◆ Quoted passage:
MyQuickCloud is all about enabling team collaboration. With the rising trend of Quiet Quitting, we explore the trend and what you can do to support your team better, especially if you can relate to this article.
When was the last time you clocked in, sat down for eight hours, and clocked out? No staying extra hours to finish out a project or volunteering for tasks beyond your assignment workload.
Gen Z and Millennials call this quiet quitting. Find out why social media is trending and how companies can address it.
What does quiet quitting mean?
Content creator Zaiad Khan coined the term quiet quitting in a video on TikTok.
Currently with 3.5 million views, the Tiktoker explains what quiet quitting is: Reclaiming work-life balance and rejecting hustle culture.
TikTok users quickly shared their experiences with quiet quitting – the hashtag now has 97.6 million views.
Although it includes the word “quitting,” it has nothing to do with it.
Quiet quitting involves completing your work responsibilities without going above and beyond. Taking regular time off and not looking for additional tasks or projects are examples of this.
Around half of the U.S. workforce is already quitting quietly, with work engagement dropping by the second quarter of 2022, according to a Gallup survey.
The Washington Post recently examined how women and people of color are already at a disadvantage in the workplace.
Their mistakes are punished harsher, they’re more likely to burn out, and they’re less likely to be promoted. Consequently, quiet quitting could further hinder their progress. For many people of color, it’s not an option.

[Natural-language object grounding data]
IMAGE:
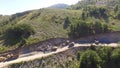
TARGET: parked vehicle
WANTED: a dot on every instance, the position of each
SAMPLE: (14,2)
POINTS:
(71,45)
(3,59)
(54,48)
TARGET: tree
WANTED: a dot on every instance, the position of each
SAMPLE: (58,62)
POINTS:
(116,58)
(105,54)
(18,33)
(90,59)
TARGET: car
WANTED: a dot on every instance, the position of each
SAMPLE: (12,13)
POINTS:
(54,48)
(71,45)
(96,42)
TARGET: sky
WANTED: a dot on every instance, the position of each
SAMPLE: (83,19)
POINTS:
(8,7)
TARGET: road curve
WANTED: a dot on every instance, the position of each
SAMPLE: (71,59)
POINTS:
(40,54)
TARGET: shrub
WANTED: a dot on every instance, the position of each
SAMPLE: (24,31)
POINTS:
(90,59)
(116,58)
(18,33)
(105,54)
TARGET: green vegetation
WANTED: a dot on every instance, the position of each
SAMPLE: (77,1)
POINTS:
(84,18)
(90,59)
(18,33)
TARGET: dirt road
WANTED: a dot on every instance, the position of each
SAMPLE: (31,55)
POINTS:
(40,54)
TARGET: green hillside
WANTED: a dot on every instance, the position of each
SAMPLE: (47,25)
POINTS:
(48,23)
(87,17)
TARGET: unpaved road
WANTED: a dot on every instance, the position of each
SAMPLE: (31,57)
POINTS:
(40,55)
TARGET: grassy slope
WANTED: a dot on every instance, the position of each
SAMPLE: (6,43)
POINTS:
(48,23)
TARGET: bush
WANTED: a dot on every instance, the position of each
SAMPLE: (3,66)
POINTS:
(105,54)
(18,33)
(90,59)
(116,58)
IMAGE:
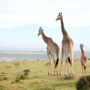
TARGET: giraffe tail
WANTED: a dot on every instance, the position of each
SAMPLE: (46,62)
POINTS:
(56,63)
(69,60)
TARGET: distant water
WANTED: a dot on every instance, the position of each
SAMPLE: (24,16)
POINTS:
(14,56)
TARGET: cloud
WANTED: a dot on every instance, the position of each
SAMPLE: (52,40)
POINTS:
(15,13)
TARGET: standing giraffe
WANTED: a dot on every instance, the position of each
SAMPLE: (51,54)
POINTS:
(53,50)
(67,46)
(84,60)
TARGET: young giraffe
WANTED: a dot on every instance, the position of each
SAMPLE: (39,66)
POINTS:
(84,60)
(53,50)
(67,46)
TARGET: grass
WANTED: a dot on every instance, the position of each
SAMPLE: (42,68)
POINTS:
(38,78)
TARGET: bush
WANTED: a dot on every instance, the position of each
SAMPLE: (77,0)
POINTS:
(83,83)
(3,78)
(67,77)
(26,72)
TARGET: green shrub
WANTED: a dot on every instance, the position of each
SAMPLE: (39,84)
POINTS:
(23,77)
(3,78)
(17,64)
(83,83)
(26,72)
(67,77)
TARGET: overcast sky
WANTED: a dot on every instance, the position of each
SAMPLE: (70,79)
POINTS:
(21,19)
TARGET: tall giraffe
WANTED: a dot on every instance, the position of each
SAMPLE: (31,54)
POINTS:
(67,46)
(53,50)
(84,60)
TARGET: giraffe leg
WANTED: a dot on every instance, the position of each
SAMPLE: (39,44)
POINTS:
(68,68)
(82,71)
(50,65)
(66,62)
(71,54)
(62,61)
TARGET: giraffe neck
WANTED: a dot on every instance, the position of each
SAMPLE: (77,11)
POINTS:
(65,34)
(44,38)
(82,51)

◆ What to work on:
a) List the disadvantages the quiet quitting article says women and people of color face in the workplace.
b) Write out the quiet quitting article word for word, starting at "Gen Z and Millennials" and ending at "a Gallup survey.".
Use only the quiet quitting article to respond.

◆ Per-task answers:
a)
- Their mistakes are punished harsher.
- They're more likely to burn out.
- They're less likely to be promoted.

b)
Gen Z and Millennials call this quiet quitting. Find out why social media is trending and how companies can address it.
What does quiet quitting mean?
Content creator Zaiad Khan coined the term quiet quitting in a video on TikTok.
Currently with 3.5 million views, the Tiktoker explains what quiet quitting is: Reclaiming work-life balance and rejecting hustle culture.
TikTok users quickly shared their experiences with quiet quitting – the hashtag now has 97.6 million views.
Although it includes the word “quitting,” it has nothing to do with it.
Quiet quitting involves completing your work responsibilities without going above and beyond. Taking regular time off and not looking for additional tasks or projects are examples of this.
Around half of the U.S. workforce is already quitting quietly, with work engagement dropping by the second quarter of 2022, according to a Gallup survey.